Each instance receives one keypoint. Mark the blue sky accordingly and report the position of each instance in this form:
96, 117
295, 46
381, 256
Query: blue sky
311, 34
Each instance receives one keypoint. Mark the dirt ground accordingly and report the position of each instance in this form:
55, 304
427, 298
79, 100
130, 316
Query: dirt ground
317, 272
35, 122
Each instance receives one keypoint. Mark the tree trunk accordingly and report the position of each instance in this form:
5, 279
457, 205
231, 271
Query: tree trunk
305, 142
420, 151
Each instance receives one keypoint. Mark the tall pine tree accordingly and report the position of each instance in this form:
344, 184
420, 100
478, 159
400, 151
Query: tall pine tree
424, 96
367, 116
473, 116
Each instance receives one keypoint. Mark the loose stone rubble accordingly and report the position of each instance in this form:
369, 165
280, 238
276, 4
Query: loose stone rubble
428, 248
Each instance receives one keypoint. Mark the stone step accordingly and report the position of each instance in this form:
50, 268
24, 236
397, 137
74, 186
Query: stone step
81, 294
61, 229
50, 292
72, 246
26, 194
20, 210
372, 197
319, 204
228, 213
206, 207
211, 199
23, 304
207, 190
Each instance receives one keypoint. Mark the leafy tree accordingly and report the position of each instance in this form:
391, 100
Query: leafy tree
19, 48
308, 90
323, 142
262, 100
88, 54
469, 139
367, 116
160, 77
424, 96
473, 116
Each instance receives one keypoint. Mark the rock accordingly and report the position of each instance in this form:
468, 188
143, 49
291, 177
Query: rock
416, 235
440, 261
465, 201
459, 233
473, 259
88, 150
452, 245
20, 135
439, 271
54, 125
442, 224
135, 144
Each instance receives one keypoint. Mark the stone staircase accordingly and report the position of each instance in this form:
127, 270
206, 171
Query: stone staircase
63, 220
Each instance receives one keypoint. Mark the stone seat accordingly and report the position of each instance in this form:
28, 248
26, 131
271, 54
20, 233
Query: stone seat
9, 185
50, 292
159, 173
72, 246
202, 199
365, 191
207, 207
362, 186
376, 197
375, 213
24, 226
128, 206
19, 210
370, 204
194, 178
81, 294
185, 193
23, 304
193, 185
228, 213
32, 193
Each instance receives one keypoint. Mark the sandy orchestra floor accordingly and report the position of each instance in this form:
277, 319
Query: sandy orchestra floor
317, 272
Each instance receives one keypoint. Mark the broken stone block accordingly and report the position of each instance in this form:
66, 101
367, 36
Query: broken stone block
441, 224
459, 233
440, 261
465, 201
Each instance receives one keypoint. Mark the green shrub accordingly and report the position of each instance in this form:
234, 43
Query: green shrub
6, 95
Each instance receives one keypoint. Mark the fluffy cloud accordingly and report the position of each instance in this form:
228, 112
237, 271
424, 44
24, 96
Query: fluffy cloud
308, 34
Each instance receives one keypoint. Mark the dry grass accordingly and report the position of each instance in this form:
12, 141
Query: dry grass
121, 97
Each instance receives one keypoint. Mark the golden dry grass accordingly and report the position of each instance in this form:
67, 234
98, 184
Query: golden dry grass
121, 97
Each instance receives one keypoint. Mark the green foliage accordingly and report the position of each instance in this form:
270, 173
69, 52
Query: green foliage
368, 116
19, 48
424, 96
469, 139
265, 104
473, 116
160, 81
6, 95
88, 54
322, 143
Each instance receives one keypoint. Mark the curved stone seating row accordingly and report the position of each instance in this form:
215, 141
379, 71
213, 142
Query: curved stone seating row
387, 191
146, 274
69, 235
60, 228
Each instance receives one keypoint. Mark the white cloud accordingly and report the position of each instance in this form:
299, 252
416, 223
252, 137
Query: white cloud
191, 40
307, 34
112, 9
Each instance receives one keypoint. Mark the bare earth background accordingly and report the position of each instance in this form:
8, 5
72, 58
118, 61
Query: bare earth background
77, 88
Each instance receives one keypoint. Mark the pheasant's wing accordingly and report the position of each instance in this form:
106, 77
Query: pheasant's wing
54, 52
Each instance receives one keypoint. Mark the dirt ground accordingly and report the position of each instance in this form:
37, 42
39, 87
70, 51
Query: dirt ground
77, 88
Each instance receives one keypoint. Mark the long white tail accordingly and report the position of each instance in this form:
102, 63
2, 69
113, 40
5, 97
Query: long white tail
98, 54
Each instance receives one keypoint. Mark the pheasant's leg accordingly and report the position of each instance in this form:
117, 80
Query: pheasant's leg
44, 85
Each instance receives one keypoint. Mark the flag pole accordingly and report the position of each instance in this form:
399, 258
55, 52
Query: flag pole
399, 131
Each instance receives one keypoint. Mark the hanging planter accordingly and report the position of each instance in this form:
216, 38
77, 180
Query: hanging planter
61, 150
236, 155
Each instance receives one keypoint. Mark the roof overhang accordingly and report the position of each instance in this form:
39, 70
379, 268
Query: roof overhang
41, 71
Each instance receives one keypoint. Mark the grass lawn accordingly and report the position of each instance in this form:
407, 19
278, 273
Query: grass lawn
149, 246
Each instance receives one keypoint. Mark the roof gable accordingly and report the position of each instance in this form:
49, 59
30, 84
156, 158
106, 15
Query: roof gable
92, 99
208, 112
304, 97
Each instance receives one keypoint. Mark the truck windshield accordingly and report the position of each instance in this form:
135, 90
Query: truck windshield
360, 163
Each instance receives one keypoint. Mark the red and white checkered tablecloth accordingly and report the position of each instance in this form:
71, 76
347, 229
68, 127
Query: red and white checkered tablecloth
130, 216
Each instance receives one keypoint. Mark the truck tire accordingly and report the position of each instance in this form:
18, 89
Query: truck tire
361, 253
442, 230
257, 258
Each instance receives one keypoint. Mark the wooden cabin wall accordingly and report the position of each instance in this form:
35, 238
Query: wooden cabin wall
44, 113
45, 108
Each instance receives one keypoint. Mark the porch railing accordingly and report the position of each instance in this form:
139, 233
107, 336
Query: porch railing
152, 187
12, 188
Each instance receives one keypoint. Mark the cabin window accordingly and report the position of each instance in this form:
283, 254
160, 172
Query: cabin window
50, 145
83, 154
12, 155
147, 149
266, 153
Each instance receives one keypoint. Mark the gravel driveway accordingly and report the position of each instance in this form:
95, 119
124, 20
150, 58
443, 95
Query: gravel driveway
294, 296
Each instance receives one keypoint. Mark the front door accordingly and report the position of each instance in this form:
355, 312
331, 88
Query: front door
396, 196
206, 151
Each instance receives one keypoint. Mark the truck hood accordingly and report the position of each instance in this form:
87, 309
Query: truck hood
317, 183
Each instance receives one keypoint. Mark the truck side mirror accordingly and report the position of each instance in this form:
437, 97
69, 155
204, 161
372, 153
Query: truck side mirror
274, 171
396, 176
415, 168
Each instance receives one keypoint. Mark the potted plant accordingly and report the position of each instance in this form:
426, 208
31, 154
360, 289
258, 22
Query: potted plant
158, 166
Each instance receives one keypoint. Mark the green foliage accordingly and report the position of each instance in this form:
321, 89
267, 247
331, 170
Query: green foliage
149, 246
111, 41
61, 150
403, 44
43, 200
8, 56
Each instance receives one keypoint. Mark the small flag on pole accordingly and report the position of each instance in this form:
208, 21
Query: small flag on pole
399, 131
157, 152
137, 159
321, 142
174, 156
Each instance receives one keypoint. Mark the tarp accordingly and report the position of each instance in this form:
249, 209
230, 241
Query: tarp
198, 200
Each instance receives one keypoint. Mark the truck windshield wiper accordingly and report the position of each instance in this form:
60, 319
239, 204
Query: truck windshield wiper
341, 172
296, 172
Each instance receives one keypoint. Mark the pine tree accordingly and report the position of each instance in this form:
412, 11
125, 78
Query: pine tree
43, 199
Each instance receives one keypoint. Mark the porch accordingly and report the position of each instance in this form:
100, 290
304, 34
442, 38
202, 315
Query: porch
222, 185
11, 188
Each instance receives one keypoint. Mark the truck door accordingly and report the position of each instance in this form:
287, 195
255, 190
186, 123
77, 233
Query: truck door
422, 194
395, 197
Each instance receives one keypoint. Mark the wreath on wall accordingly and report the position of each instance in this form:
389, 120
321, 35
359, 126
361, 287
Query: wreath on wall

### EXERCISE DIRECTIONS
Transcribe word for word the lines from the one holding "Each instance receives one keypoint. Mark the tarp" to the last line of the listing above, inclusive.

### EXERCISE ANSWER
Each instance receives one keypoint. Mark the tarp accordingly and report the position of each instance in this form:
249, 209
230, 241
Query: tarp
198, 200
Each instance receives one keypoint. Mark the truck windshield wiper accordingly and report the position of each instance in this form:
60, 319
239, 204
Query: truck windshield wiper
341, 172
296, 172
Each instance receives one keypoint. Mark the pine tree accordingly and report the position of each instance in this form:
412, 11
125, 78
Query: pine tree
43, 199
Each instance receives one keypoint. Mark the porch accordingly and report the position of each instance in this form:
100, 290
304, 34
442, 38
202, 315
Query: porch
222, 185
11, 188
Each instance receives one keypoint. Mark the truck door accordingly and report the position of each instance in this form:
287, 195
255, 190
186, 123
77, 233
Query: truck door
422, 194
395, 197
Each instance receives one keypoint. Mark the wreath on wall accordingly and report the position of each instance in this form:
389, 120
321, 35
359, 126
361, 287
Query: wreath on wall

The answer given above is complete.